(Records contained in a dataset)
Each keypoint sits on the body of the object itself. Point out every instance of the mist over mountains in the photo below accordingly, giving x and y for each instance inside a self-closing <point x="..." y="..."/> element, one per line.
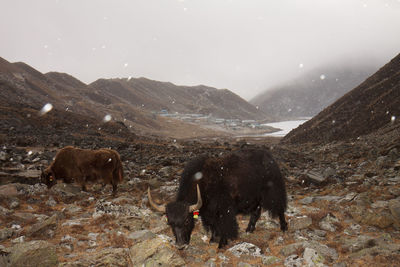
<point x="310" y="93"/>
<point x="373" y="105"/>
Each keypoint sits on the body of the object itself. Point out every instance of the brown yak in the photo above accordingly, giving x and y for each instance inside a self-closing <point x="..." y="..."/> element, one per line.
<point x="82" y="165"/>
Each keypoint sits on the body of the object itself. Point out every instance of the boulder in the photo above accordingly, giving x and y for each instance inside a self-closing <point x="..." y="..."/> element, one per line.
<point x="33" y="253"/>
<point x="155" y="252"/>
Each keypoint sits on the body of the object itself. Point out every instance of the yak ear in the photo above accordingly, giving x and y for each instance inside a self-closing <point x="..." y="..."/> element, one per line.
<point x="160" y="208"/>
<point x="199" y="203"/>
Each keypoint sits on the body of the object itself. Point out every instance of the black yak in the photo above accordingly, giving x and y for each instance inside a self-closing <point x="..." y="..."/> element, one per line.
<point x="82" y="165"/>
<point x="241" y="182"/>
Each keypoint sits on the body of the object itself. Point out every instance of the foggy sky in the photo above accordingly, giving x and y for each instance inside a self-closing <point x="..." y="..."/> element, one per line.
<point x="245" y="46"/>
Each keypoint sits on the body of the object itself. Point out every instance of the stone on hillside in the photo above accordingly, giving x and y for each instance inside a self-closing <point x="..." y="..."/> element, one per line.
<point x="294" y="261"/>
<point x="117" y="257"/>
<point x="6" y="233"/>
<point x="155" y="252"/>
<point x="327" y="223"/>
<point x="8" y="190"/>
<point x="66" y="191"/>
<point x="394" y="207"/>
<point x="313" y="258"/>
<point x="381" y="219"/>
<point x="307" y="200"/>
<point x="291" y="249"/>
<point x="315" y="177"/>
<point x="43" y="226"/>
<point x="4" y="212"/>
<point x="358" y="243"/>
<point x="142" y="235"/>
<point x="299" y="223"/>
<point x="269" y="260"/>
<point x="327" y="252"/>
<point x="245" y="248"/>
<point x="33" y="253"/>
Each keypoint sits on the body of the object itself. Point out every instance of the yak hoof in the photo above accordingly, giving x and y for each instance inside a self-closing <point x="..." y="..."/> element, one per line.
<point x="250" y="228"/>
<point x="222" y="243"/>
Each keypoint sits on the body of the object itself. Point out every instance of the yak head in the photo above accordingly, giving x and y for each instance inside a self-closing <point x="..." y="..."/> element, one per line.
<point x="180" y="217"/>
<point x="47" y="177"/>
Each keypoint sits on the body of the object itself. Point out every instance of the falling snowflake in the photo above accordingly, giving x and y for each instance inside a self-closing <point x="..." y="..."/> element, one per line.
<point x="198" y="175"/>
<point x="107" y="118"/>
<point x="46" y="108"/>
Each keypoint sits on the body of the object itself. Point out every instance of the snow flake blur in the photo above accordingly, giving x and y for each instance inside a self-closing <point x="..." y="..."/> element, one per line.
<point x="198" y="175"/>
<point x="46" y="108"/>
<point x="107" y="118"/>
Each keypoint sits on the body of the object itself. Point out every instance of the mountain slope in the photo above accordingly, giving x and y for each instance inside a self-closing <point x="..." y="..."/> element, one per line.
<point x="372" y="105"/>
<point x="156" y="96"/>
<point x="307" y="95"/>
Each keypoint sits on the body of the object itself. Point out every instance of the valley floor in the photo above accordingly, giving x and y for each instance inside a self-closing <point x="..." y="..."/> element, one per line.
<point x="344" y="209"/>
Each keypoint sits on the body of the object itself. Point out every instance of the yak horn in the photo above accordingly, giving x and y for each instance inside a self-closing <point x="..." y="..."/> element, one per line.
<point x="160" y="208"/>
<point x="199" y="203"/>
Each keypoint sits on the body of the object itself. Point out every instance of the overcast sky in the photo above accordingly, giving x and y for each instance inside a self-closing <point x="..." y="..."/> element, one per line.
<point x="246" y="46"/>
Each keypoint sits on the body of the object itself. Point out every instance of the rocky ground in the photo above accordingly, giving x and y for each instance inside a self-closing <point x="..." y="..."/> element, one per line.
<point x="344" y="208"/>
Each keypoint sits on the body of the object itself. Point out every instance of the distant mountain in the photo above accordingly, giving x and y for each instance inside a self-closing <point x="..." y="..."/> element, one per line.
<point x="155" y="96"/>
<point x="372" y="105"/>
<point x="310" y="93"/>
<point x="132" y="104"/>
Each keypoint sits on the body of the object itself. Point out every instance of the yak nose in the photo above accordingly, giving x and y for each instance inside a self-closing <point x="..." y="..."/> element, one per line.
<point x="181" y="246"/>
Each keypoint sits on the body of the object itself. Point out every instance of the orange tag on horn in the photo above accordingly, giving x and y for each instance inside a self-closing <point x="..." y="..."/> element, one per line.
<point x="196" y="214"/>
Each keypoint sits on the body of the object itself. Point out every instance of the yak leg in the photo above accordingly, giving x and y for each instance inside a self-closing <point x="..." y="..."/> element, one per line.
<point x="214" y="236"/>
<point x="227" y="228"/>
<point x="282" y="221"/>
<point x="114" y="184"/>
<point x="255" y="215"/>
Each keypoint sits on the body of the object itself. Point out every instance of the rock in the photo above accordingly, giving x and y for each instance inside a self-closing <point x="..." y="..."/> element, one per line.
<point x="329" y="172"/>
<point x="117" y="257"/>
<point x="108" y="207"/>
<point x="307" y="200"/>
<point x="66" y="191"/>
<point x="315" y="177"/>
<point x="245" y="248"/>
<point x="8" y="190"/>
<point x="353" y="229"/>
<point x="41" y="227"/>
<point x="313" y="258"/>
<point x="299" y="223"/>
<point x="327" y="223"/>
<point x="33" y="253"/>
<point x="6" y="233"/>
<point x="51" y="202"/>
<point x="357" y="244"/>
<point x="142" y="235"/>
<point x="291" y="249"/>
<point x="269" y="260"/>
<point x="4" y="212"/>
<point x="166" y="171"/>
<point x="293" y="261"/>
<point x="245" y="264"/>
<point x="394" y="207"/>
<point x="155" y="252"/>
<point x="327" y="252"/>
<point x="381" y="219"/>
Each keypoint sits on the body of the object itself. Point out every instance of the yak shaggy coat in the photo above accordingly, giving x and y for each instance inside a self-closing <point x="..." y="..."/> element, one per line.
<point x="82" y="165"/>
<point x="241" y="182"/>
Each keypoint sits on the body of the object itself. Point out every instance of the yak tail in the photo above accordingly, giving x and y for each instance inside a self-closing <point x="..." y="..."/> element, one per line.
<point x="119" y="172"/>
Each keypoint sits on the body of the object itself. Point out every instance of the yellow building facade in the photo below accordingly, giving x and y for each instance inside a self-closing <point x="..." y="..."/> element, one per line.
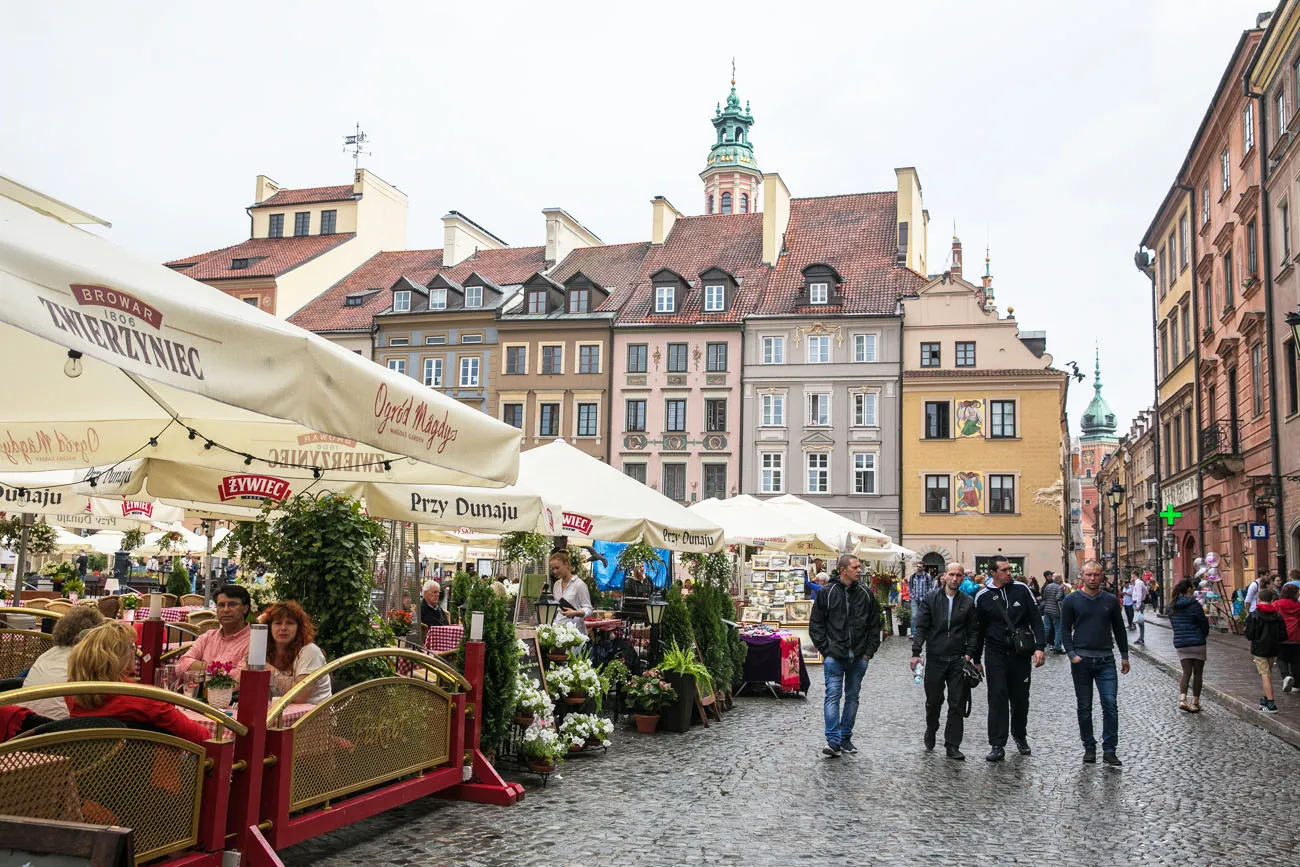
<point x="983" y="433"/>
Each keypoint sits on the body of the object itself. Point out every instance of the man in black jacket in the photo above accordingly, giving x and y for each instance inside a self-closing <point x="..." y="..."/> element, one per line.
<point x="845" y="629"/>
<point x="945" y="623"/>
<point x="1008" y="671"/>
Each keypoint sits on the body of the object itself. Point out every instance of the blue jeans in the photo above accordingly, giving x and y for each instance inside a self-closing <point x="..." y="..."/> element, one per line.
<point x="841" y="680"/>
<point x="1100" y="671"/>
<point x="1052" y="631"/>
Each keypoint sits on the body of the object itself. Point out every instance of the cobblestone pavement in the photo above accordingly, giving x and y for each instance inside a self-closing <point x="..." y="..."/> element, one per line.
<point x="754" y="789"/>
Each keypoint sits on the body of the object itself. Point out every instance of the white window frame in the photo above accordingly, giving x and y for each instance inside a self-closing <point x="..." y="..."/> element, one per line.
<point x="715" y="298"/>
<point x="471" y="365"/>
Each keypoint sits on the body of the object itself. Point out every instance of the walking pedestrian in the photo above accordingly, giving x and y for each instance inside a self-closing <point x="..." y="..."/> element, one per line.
<point x="1012" y="632"/>
<point x="1092" y="627"/>
<point x="845" y="629"/>
<point x="947" y="627"/>
<point x="1053" y="592"/>
<point x="1191" y="627"/>
<point x="1266" y="631"/>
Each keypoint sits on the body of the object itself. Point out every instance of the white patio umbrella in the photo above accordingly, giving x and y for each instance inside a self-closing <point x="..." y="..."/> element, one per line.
<point x="602" y="503"/>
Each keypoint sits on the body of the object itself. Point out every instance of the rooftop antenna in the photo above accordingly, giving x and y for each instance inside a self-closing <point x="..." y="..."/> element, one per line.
<point x="356" y="143"/>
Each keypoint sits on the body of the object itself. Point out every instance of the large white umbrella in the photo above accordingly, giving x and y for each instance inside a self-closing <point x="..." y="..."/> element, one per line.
<point x="602" y="503"/>
<point x="748" y="520"/>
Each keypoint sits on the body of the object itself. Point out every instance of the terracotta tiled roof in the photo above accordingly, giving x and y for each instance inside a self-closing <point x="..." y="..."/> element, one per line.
<point x="308" y="195"/>
<point x="268" y="256"/>
<point x="857" y="235"/>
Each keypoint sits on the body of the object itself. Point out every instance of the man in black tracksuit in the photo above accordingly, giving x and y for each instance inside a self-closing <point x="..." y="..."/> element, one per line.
<point x="947" y="624"/>
<point x="1008" y="672"/>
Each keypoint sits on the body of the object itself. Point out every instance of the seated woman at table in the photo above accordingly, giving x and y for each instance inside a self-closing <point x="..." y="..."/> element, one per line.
<point x="51" y="667"/>
<point x="107" y="653"/>
<point x="291" y="653"/>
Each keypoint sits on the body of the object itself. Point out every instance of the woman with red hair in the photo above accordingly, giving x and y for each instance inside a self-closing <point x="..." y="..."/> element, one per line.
<point x="291" y="651"/>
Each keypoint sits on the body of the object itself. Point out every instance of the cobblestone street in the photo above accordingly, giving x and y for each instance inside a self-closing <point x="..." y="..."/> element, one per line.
<point x="754" y="789"/>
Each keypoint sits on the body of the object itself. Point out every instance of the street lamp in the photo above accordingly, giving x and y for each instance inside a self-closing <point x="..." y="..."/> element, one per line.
<point x="1116" y="495"/>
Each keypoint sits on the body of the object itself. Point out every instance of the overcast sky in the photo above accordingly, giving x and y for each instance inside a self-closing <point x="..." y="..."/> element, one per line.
<point x="1051" y="129"/>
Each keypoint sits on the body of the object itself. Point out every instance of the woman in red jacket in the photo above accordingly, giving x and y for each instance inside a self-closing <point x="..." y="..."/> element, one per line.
<point x="107" y="653"/>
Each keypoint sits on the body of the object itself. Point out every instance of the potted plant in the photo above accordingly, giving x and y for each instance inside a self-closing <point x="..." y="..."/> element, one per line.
<point x="648" y="694"/>
<point x="541" y="746"/>
<point x="221" y="684"/>
<point x="685" y="675"/>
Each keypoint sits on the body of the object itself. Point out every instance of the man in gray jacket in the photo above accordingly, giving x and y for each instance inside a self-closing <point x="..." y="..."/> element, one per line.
<point x="1053" y="592"/>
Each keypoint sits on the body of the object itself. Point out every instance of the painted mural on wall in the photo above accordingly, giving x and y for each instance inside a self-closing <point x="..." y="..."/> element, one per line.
<point x="970" y="493"/>
<point x="970" y="417"/>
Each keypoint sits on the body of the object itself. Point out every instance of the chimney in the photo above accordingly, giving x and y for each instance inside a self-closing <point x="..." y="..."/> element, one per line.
<point x="664" y="215"/>
<point x="776" y="217"/>
<point x="265" y="189"/>
<point x="564" y="234"/>
<point x="462" y="238"/>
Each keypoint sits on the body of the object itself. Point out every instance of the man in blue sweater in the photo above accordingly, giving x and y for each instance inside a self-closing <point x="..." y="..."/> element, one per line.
<point x="1092" y="624"/>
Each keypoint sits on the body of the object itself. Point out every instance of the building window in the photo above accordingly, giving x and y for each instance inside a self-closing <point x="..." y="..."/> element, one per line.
<point x="433" y="373"/>
<point x="675" y="482"/>
<point x="716" y="358"/>
<point x="549" y="420"/>
<point x="715" y="415"/>
<point x="863" y="347"/>
<point x="819" y="472"/>
<point x="586" y="419"/>
<point x="636" y="358"/>
<point x="1257" y="378"/>
<point x="865" y="407"/>
<point x="636" y="420"/>
<point x="715" y="475"/>
<point x="772" y="410"/>
<point x="936" y="493"/>
<point x="468" y="373"/>
<point x="553" y="359"/>
<point x="965" y="354"/>
<point x="663" y="299"/>
<point x="675" y="415"/>
<point x="516" y="359"/>
<point x="819" y="349"/>
<point x="715" y="299"/>
<point x="1001" y="494"/>
<point x="676" y="358"/>
<point x="865" y="472"/>
<point x="1001" y="419"/>
<point x="771" y="477"/>
<point x="589" y="359"/>
<point x="937" y="420"/>
<point x="512" y="414"/>
<point x="774" y="350"/>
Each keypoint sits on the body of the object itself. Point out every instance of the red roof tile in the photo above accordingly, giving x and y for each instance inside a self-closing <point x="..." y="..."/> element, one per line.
<point x="268" y="256"/>
<point x="308" y="195"/>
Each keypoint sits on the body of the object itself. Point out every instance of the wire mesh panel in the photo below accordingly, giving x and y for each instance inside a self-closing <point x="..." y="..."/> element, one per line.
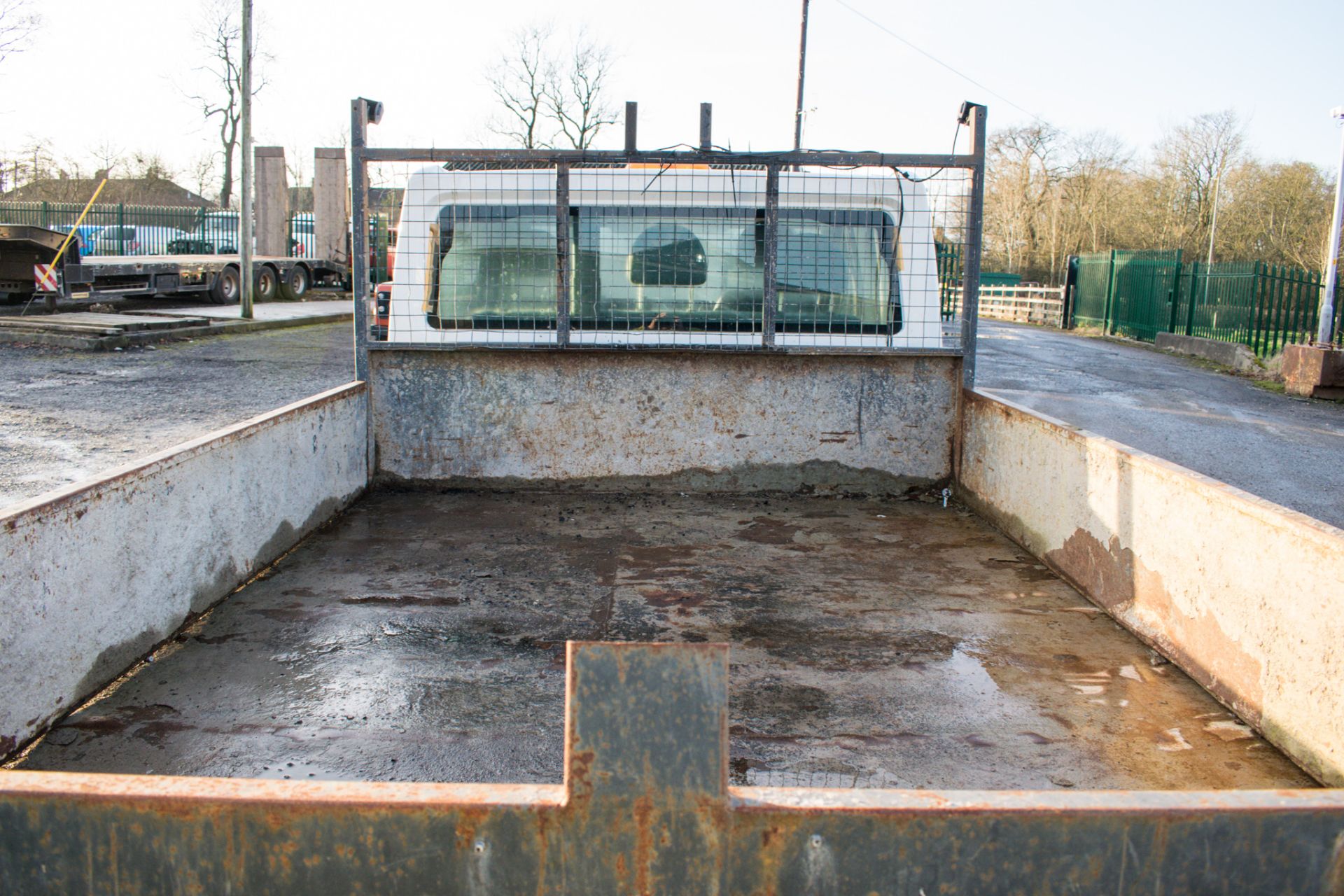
<point x="666" y="248"/>
<point x="672" y="255"/>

* **Task goal**
In the copy, leave out all pictures, and retype exactly each line from the one with "the red roof" through the last line of the entries.

* **Solution to the exercise**
Each keypoint sits on the body of the object itself. Point out every instance of the red roof tile in the photo above accordingly, giving x and y for each instance inside a self-closing <point x="..." y="..."/> element, one per line.
<point x="268" y="256"/>
<point x="308" y="195"/>
Each keypoint sits on the body of the object itself. Point out every instance of the wire mesh panel in the photo below accordingly, giving x and y for each instance inside a self-closing <point x="..." y="..."/> element, one per line.
<point x="666" y="248"/>
<point x="672" y="255"/>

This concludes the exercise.